## GOAL
Identify every line in the entries below that contains the word "wall", and copy each of those lines.

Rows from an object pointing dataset
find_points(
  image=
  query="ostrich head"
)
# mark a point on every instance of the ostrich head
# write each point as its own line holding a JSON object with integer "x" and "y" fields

==

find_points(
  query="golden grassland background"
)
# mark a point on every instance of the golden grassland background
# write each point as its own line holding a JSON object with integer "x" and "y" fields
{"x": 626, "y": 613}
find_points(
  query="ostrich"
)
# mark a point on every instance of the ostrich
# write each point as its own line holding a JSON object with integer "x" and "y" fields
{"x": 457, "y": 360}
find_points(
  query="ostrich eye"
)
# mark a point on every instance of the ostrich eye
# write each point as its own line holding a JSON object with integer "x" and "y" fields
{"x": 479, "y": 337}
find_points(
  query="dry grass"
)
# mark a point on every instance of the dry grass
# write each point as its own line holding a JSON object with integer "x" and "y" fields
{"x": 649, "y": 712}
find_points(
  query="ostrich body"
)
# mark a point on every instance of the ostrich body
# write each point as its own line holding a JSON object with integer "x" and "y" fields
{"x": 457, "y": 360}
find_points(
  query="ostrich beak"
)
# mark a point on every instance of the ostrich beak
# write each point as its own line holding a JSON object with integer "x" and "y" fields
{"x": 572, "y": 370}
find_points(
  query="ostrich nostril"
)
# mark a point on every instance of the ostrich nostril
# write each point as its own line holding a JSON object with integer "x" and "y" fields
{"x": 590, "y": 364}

...

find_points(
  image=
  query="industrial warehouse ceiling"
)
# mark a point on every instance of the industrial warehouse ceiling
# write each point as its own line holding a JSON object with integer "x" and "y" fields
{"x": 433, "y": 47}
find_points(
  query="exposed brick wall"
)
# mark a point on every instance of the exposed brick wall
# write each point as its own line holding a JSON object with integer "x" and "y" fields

## OUTPUT FOR THIS TASK
  query="exposed brick wall"
# mark a point on every instance of the exposed brick wall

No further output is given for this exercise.